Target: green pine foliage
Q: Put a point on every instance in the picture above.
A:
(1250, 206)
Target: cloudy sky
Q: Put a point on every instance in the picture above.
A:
● ● ● ●
_ASSIGNED TASK_
Transcribe the listing from start to finish, exactly as given.

_RESPONSE TO THIS EXERCISE_
Target: green pine foliage
Q: Put a point on every instance in the picture above.
A:
(1250, 206)
Target: cloudy sky
Q: Put a point on every instance in the picture above.
A:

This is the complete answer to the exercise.